# WHAT TO DO
Please output every line of the material as it stands, without the pictures.

--- start of INFORMATION PROVIDED ---

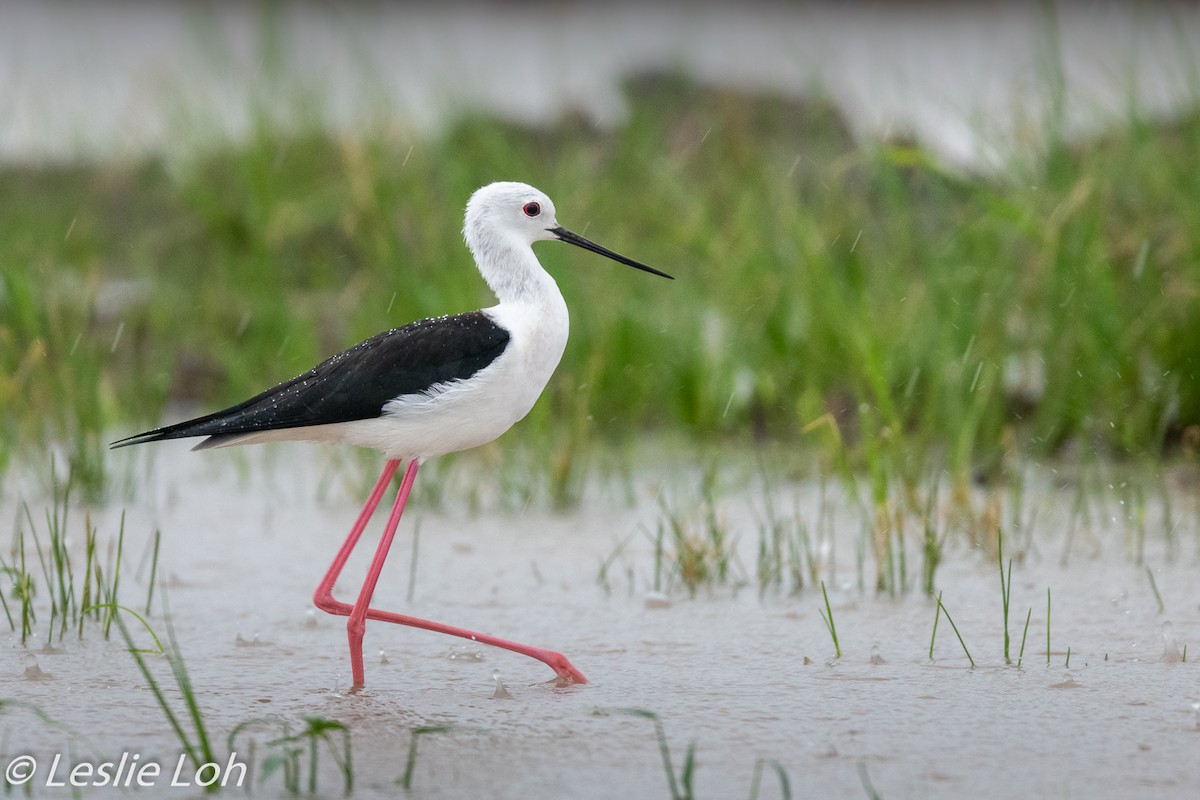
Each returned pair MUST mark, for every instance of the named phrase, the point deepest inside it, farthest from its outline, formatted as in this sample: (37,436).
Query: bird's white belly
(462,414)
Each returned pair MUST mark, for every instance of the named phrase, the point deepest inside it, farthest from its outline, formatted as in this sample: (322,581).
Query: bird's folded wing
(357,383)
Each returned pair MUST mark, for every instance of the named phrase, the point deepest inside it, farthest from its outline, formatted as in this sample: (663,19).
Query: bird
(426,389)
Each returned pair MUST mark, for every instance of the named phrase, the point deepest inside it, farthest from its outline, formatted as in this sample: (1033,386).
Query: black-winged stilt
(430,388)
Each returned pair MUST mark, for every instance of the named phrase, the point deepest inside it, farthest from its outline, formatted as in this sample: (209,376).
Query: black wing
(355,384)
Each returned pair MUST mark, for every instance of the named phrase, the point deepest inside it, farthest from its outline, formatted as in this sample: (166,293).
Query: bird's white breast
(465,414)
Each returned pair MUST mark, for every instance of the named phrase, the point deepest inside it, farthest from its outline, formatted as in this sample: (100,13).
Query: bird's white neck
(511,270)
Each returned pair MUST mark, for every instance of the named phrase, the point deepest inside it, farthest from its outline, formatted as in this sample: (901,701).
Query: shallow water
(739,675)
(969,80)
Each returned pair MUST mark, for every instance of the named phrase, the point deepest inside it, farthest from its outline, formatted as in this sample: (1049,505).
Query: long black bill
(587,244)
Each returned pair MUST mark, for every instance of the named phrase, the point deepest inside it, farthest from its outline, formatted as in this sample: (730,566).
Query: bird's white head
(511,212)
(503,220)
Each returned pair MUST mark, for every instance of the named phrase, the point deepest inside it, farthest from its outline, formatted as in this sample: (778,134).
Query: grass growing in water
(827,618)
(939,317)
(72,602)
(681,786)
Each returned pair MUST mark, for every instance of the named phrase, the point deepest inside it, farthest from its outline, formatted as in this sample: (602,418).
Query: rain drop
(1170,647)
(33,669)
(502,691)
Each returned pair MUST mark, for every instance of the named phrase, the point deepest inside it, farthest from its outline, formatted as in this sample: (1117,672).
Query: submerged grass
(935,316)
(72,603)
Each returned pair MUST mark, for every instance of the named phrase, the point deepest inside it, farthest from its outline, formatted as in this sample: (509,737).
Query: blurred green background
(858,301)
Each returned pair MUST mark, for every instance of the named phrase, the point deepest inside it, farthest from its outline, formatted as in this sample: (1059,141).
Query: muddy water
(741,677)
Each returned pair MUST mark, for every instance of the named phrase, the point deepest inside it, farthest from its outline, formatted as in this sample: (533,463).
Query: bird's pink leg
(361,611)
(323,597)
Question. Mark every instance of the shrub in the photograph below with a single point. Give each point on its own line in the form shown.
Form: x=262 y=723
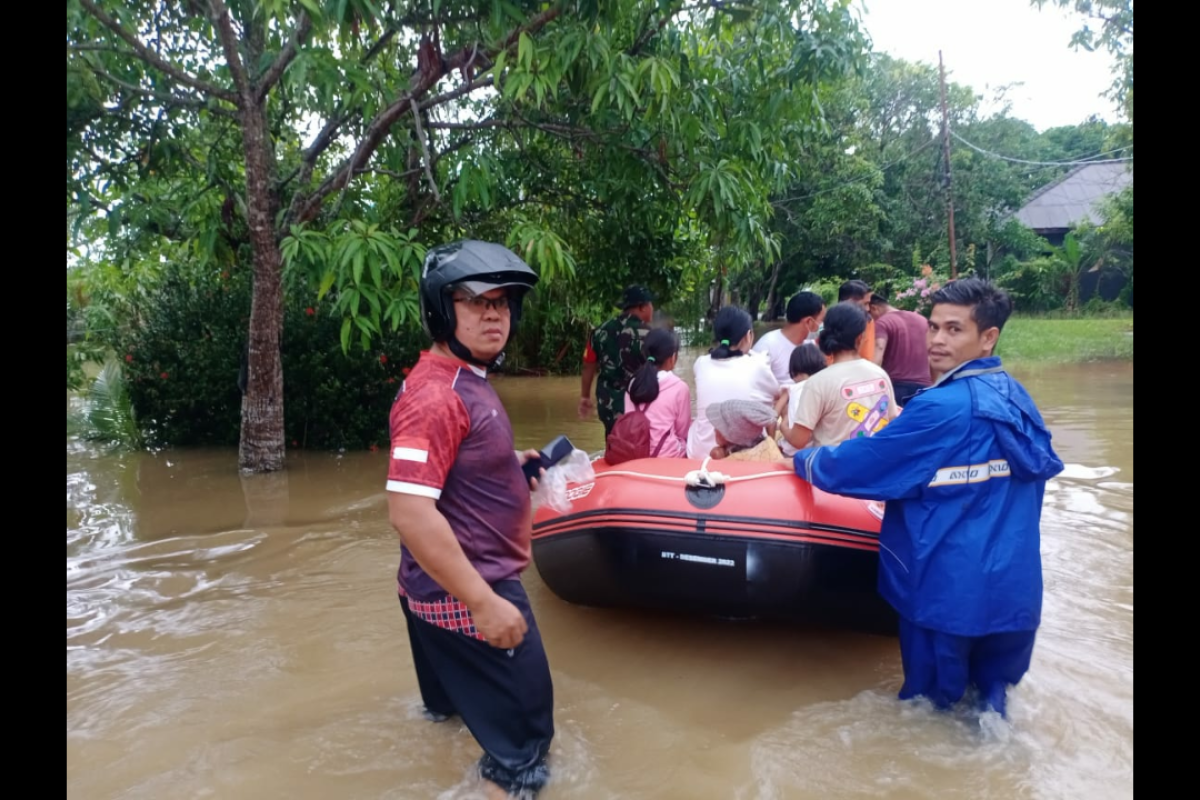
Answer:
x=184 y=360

--- end of INFORMATION PROVIDED ---

# TASK ANSWER
Each returned pair MUST mark, for every instance of the named phrase, the point deepest inside it, farthest from its outline, formatted as in this sample: (37,436).
Query: bird's white belly
(462,414)
Each returned pair MUST mark, for every instance of the named phrase, the point deepest inside it, farthest from its outline, formatted as in this sample: (322,581).
Query: bird's folded wing
(357,383)
Each returned pair MUST mark, for every instance of the named phrase, the point deepest inside it, farthest from its outline, formatted as in this sample: (663,19).
Query: bird
(426,389)
Each returned pair MUST mark, for every instance of the named phrase, the point deepest inside it, farthest from its outline, formatted as in this sample: (1033,386).
Query: black-winged stilt
(430,388)
Each returned pair MUST mark, for every instance of the named phrase, the point deepest inside it, farthest from its outline, formatted as in this sample: (209,376).
Query: black wing
(355,384)
Each returned pair MUST mark, for every instance of the named phrase, the point deepest inside it, farthest from its outline, formatted as in this sample: (166,293).
Query: bird's white breast
(465,414)
Each returned pair MUST mark, for every instance of the named phrase, the point deepest inside it, farthest from its outline, formatted as in this sample: (100,13).
Query: bird's white neck
(511,270)
Each returned pair MUST mark, for every instance of the named phrase, the point deepest inside it, farthest from its outline, formatted as in this sample: (901,701).
Query: shallow water
(739,675)
(969,80)
Each returned pair MUST mark, for every instance of the named phrase, the point deepest inside it, farthest from its outline, formatted as in this sample: (1049,505).
Query: long black bill
(587,244)
Each returned pair MUST mark, for every instance of the named phrase, the point deepest inside it, farthest from its outline, formatted as in this sample: (730,566).
Query: bird's white head
(511,212)
(503,220)
Each returned pair MUST mark, for every instance of the named phrase, the point deepest inside it, farthest from its outline, formatted as in this sample: (778,134).
Query: grass growing in water
(827,618)
(939,317)
(72,602)
(681,786)
Each returned pair MUST mark, for every instance of the named phrase, the point deepest inside it, farthest from its outline, formatted as in this sample: (602,418).
Query: rain drop
(1170,647)
(33,669)
(502,691)
Each returned pair MUST mark, for every instance of the named phrase, the point deepest inside it, farthest from its outline, formatted as in this sample: (1117,672).
Query: submerged grass
(935,316)
(72,603)
Each returned pair MUST mark, for every instance of the named phrase, the point deepest inside it, farthest from its outline, formatted as in this sample: (509,737).
Query: blurred green background
(858,301)
Each returned pair MUST mark, for every instance of the named phrase, the point deepest inside it, farthest from its outline, formatted as in this sample: (1059,141).
Query: muddy water
(741,677)
Each returned pair MUST mark, for every instance of the named phrase, the point deepest inside it, farthest from its outline, formatted as in this sample: (533,463).
Query: bird's pink leg
(361,611)
(323,597)
Question. Mark every instance of the shrub in the photograph below with a single point. Give each point on its own line in the form shown.
Form: x=262 y=723
Answer:
x=184 y=360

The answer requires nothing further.